== TASK DESCRIPTION ==
Line by line, return the listing exactly, without any of the images.

THE DATA section start

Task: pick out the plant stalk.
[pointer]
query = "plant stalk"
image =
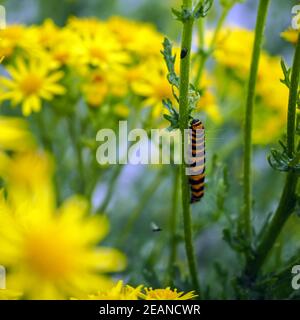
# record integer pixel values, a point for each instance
(247, 175)
(186, 43)
(288, 198)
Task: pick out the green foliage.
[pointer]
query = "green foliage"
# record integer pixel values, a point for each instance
(182, 15)
(279, 160)
(173, 117)
(174, 80)
(287, 74)
(202, 8)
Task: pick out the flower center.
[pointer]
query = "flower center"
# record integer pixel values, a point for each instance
(97, 53)
(31, 84)
(48, 255)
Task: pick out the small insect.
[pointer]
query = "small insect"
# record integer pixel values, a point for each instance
(183, 53)
(155, 227)
(197, 176)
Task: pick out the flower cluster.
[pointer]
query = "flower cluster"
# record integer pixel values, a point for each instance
(272, 95)
(104, 62)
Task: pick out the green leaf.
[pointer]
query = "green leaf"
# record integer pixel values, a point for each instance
(173, 117)
(202, 8)
(280, 161)
(182, 15)
(286, 73)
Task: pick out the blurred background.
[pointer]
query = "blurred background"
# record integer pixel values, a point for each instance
(145, 248)
(154, 11)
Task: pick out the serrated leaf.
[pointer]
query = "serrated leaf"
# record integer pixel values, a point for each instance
(202, 8)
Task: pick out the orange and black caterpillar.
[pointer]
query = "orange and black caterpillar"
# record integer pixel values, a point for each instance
(197, 168)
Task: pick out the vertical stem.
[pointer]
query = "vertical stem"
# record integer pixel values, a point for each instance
(110, 190)
(293, 96)
(205, 55)
(78, 153)
(247, 177)
(173, 228)
(183, 124)
(288, 198)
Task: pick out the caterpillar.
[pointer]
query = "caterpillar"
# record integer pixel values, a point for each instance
(197, 168)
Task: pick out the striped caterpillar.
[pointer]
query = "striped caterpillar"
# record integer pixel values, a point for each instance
(197, 168)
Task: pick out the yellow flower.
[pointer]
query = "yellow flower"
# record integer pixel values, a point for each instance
(12, 37)
(229, 51)
(31, 83)
(14, 134)
(166, 294)
(118, 292)
(290, 35)
(135, 37)
(96, 88)
(7, 294)
(51, 253)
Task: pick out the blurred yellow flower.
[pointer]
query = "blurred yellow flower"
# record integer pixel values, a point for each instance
(15, 134)
(30, 83)
(136, 37)
(12, 37)
(229, 51)
(51, 253)
(118, 292)
(7, 294)
(101, 50)
(166, 294)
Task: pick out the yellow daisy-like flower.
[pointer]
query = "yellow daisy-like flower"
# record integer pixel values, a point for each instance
(14, 134)
(52, 253)
(118, 292)
(166, 294)
(106, 55)
(7, 294)
(30, 83)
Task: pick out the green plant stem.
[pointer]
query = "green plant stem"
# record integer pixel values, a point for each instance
(247, 177)
(287, 201)
(293, 96)
(205, 55)
(173, 229)
(78, 153)
(183, 124)
(48, 145)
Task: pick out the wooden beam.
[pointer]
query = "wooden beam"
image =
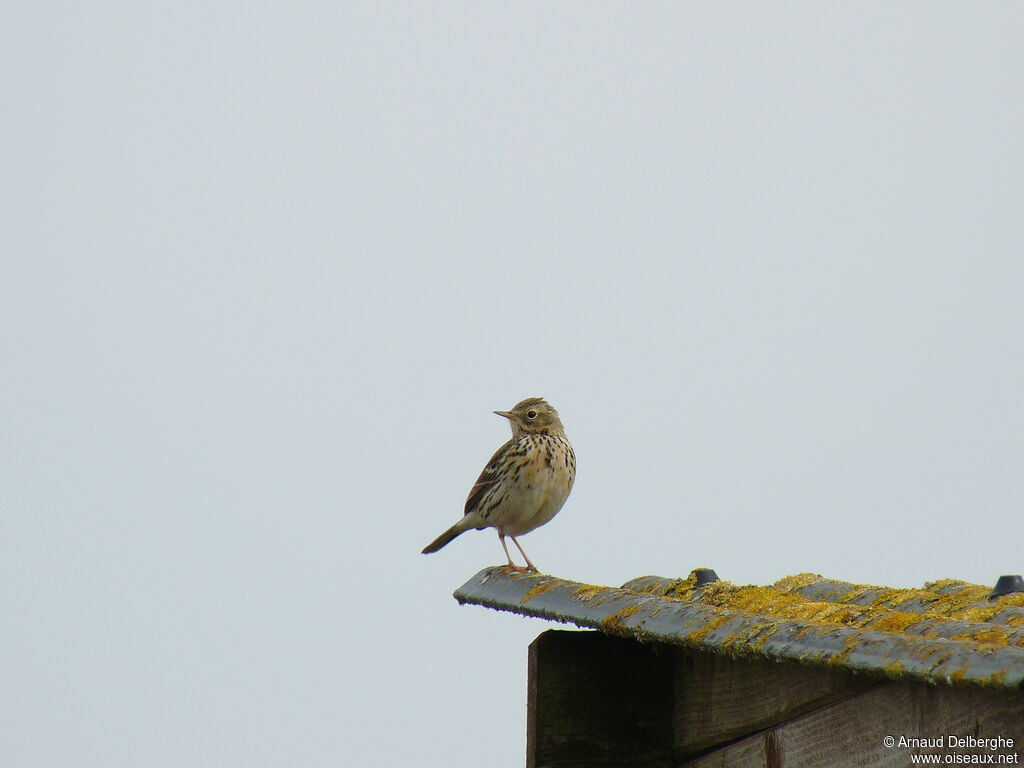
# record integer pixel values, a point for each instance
(853, 731)
(719, 699)
(598, 700)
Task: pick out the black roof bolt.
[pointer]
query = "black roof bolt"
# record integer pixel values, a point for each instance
(708, 576)
(1007, 586)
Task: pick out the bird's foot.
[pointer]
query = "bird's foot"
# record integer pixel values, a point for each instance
(513, 568)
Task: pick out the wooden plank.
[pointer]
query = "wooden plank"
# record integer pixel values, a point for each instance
(719, 699)
(598, 700)
(852, 732)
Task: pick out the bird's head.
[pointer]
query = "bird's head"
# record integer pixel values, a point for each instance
(532, 416)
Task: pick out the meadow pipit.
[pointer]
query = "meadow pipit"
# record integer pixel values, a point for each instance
(525, 482)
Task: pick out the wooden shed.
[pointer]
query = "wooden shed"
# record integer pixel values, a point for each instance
(805, 672)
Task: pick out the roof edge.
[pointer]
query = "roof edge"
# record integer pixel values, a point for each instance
(648, 619)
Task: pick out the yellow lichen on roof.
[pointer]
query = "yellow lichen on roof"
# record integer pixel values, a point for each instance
(615, 624)
(792, 583)
(861, 606)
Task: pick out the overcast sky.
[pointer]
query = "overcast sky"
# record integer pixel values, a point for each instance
(267, 268)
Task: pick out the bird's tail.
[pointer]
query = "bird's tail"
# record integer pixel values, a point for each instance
(446, 537)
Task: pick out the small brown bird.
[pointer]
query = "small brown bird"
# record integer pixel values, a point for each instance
(525, 482)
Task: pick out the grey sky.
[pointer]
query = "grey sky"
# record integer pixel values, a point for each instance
(266, 270)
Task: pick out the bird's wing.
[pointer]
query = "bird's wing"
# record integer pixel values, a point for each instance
(489, 476)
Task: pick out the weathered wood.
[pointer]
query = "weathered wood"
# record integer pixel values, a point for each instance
(719, 699)
(853, 731)
(598, 700)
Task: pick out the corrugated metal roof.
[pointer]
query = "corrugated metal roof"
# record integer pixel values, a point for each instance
(947, 632)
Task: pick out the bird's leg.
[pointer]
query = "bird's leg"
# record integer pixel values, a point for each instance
(511, 566)
(529, 565)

THE DATA section end

== RESPONSE TO THIS TASK ==
Task: pick out the plant stalk.
[pointer]
query = "plant stalk"
image =
# record integer pixel values, a point for each instance
(247, 175)
(186, 43)
(288, 198)
Task: pick out the green foliage.
[pointer]
query = "green foliage"
# record integer pixel values, a point for each instance
(182, 15)
(279, 160)
(173, 117)
(174, 80)
(287, 74)
(202, 8)
Task: pick out the flower center.
[pointer]
query = "flower center"
# record integer pixel values, a point for each instance
(97, 53)
(31, 84)
(48, 255)
Task: pick out the small insect.
[pointer]
query = "small insect"
# record integer pixel values, a point for each instance
(183, 53)
(155, 227)
(197, 176)
Task: pick out the flower cluster.
[pointer]
query = "flower cluster"
# record integer pixel values, a point for each instance
(272, 95)
(104, 62)
Task: pick out the green leaf.
[pointer]
query = "green leaf"
# record integer pixel values, a point for each instance
(173, 117)
(202, 8)
(280, 161)
(182, 15)
(286, 73)
Task: pick out the blurred background.
[pointer]
query = "blurred background"
# record integer pixel values, a point for each instance
(145, 248)
(154, 11)
Task: pick out the serrated leaf.
[pointer]
query = "serrated leaf"
# record integer pixel values, a point for each instance
(202, 8)
Task: pick out the orange and black caterpillar.
[pointer]
query = "orange and black caterpillar"
# record integer pixel values, a point for each instance
(197, 168)
Task: pick out the vertical stem.
[pointer]
query = "vertical stem"
# record integer pixel values, a point for each instance
(110, 190)
(293, 96)
(205, 55)
(78, 153)
(247, 177)
(173, 228)
(183, 124)
(288, 198)
Task: pick out the caterpillar.
[pointer]
query = "caterpillar"
# record integer pixel values, a point for each instance
(197, 168)
Task: pick out the striped caterpillar.
[pointer]
query = "striped caterpillar"
# record integer pixel values, a point for each instance
(197, 168)
Task: pick out the yellow flower.
[pointer]
query = "yellow flower"
# record integer pixel values, a point for each instance
(12, 37)
(229, 51)
(31, 83)
(14, 134)
(166, 294)
(118, 292)
(290, 35)
(135, 37)
(96, 88)
(7, 294)
(51, 253)
Task: pick out the blurred yellow flower.
[pointer]
query = "blurred yellow flower"
# record integer pixel values, a point for each instance
(15, 134)
(30, 83)
(136, 37)
(12, 37)
(229, 51)
(51, 253)
(118, 292)
(7, 294)
(101, 50)
(166, 294)
Task: pick out the yellow daisy-like flower.
[pointer]
query = "yellow daisy-like flower"
# record integer pixel values, a point for each instance
(14, 134)
(52, 253)
(118, 292)
(166, 294)
(106, 55)
(7, 294)
(30, 83)
Task: pick out the green plant stem.
[pointer]
query = "green plant stem"
# record integer pixel values, a point for each instance
(247, 177)
(287, 201)
(293, 96)
(205, 55)
(173, 229)
(78, 153)
(183, 124)
(48, 145)
Task: pick out the wooden beam.
[pointer]
query = "wooden beam"
image =
# record integer pixel values, a point for each instance
(853, 731)
(719, 699)
(598, 700)
Task: pick out the black roof bolt.
[pointer]
query = "black roof bolt"
# record integer pixel values, a point for each instance
(708, 576)
(1007, 586)
Task: pick out the bird's foot.
[pointer]
query = "bird's foot"
# record integer pixel values, a point for each instance
(513, 568)
Task: pick out the wooden plank.
[pointer]
query = "wooden plank"
# record integer pixel values, a point for each instance
(719, 699)
(598, 700)
(852, 732)
Task: pick out the bird's head.
[pointer]
query = "bird's head"
# record integer pixel values, a point for each instance
(532, 416)
Task: pick out the meadow pipit.
[pointer]
query = "meadow pipit"
# record integer pixel values, a point for each instance
(525, 482)
Task: pick out the wooden shed.
[pointer]
query = "wooden shed"
# record integer pixel values, a point for each instance
(805, 672)
Task: pick out the roof edge.
[pointer]
query = "roof edge"
# record integer pixel values, a point for each instance
(648, 619)
Task: pick out the yellow lichen on roof.
[pointer]
query = "yellow lichen on roof"
# record integer pixel values, a point for each instance
(615, 624)
(792, 583)
(861, 606)
Task: pick out the overcast sky.
[pointer]
query = "overcast sky"
# record integer pixel values, a point for each instance
(267, 268)
Task: pick out the bird's tail.
[pointer]
query = "bird's tail"
# record integer pixel values, a point for each instance
(446, 537)
Task: pick out the small brown bird.
[pointer]
query = "small brown bird"
# record integer pixel values, a point for each instance
(525, 482)
Task: pick out the grey sky.
[pointer]
query = "grey sky"
# record integer pixel values, a point for each instance
(266, 270)
Task: pick out the bird's wing.
[pointer]
query = "bird's wing"
# record integer pixel values, a point for each instance
(489, 476)
Task: pick out the weathered wood.
[pointer]
query = "weathered wood"
# record integer pixel values, a point for each instance
(719, 699)
(853, 731)
(598, 700)
Task: pick out the corrugated metal roof.
[pointer]
query = "corrugated metal roof"
# record integer pixel values, a point for each instance
(947, 632)
Task: pick out the bird's leg.
[pointer]
query = "bird's leg"
# record integer pixel values, a point for each instance
(511, 566)
(529, 565)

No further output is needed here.